- [Quoted passage]:
Worth pondering . . .

. . . Moore’s eventual loss to Jones is a mere sampling of what the Republican
party should expect if it can’t find a way to resolve the tension between its established political
leadership, its voters, and the hard-right strategists such as [Steve] Bannon, who appear willing
to burn the party down to achieve their own ends.

It is blessedly rare for a candidate to be credibly accused of sexually assaulting underage women
— and those accusations against Moore undoubtedly played a tremendous role in Jones’s ultimate
win. But Moore was a highly unfit candidate even before those allegations emerged, and yet he
somehow made it through two rounds of primary voting unscathed, and, until mid November,
was well positioned to end up in the Senate.

- [Extracted material]:

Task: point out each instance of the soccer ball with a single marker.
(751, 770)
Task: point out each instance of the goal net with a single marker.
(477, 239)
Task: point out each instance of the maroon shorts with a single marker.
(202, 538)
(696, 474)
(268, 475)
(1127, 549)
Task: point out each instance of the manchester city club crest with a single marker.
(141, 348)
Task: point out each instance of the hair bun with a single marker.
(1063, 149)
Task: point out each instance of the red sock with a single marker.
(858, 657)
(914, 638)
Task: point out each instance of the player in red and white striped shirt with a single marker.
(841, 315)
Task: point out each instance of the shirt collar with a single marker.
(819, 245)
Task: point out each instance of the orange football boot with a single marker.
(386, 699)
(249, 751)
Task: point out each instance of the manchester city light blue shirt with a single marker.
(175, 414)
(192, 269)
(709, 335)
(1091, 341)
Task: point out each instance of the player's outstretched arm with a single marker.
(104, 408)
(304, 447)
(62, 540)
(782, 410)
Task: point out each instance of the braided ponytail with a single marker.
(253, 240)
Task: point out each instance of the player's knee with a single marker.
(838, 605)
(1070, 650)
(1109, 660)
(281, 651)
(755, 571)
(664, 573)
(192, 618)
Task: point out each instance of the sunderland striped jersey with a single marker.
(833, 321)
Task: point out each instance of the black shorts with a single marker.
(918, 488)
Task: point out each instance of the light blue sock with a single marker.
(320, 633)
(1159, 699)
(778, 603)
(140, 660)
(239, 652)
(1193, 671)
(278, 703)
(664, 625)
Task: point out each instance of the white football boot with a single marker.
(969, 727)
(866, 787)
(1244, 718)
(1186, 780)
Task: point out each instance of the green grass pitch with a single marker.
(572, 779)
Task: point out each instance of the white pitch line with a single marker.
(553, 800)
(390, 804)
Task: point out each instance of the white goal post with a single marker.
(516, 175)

- [Required tasks]:
1. Please reproduce the passage on Moore's loss to Jones, starting at the words "Worth pondering ." and ending after "their own ends.", and replace "Republican" with "Democratic".
2. Carry on the passage about Moore's Senate race past its final sentence.

- [Task-by-task results]:
1.
Worth pondering . . .

. . . Moore’s eventual loss to Jones is a mere sampling of what the Democratic
party should expect if it can’t find a way to resolve the tension between its established political
leadership, its voters, and the hard-right strategists such as [Steve] Bannon, who appear willing
to burn the party down to achieve their own ends.

2.
One key takeaway from this debacle is the need for voters to become more invested in the primary
process. In the August GOP primary, just 18 percent of voters turned out, and in the September
runoff that percentage dropped to 14. Roy Moore has never been intensely popular among Alabama
Republicans, but those who didn’t like him clearly didn’t show up to vote for his primary opponents.

---Alexandra DeScantis, National Review

Roy Moore always looked like he was going to make it past the first round of the GOP primary.
However, rather than trying to ally with the populist-but-electable Mo Brooks, establishment-aligned
forces such as the Senate Leadership Fund spent buckets of money attacking Brooks. Moreover, the
establishment also convinced President Trump to endorse Luther Strange. The strategy was clear:
Kneecap Brooks in order to have Strange cruise to victory in a Strange-Moore runoff. In the short term,
it was successful. Polls taken between August 8 and 10 (before the Trump endorsement could be fully
felt) had Strange ahead of Brooks by only a few points. By the August 15 primary, however, Brooks was
decisively beaten. (Trump’s endorsement couldn’t lift Strange all the way to the nomination, but it did
likely help him beat Brooks.)

However, as Tuesday’s results show, that strategy didn’t quite work out over the long term. Heading
into 2018, the Republican establishment might at times need to compromise with populist upstarts.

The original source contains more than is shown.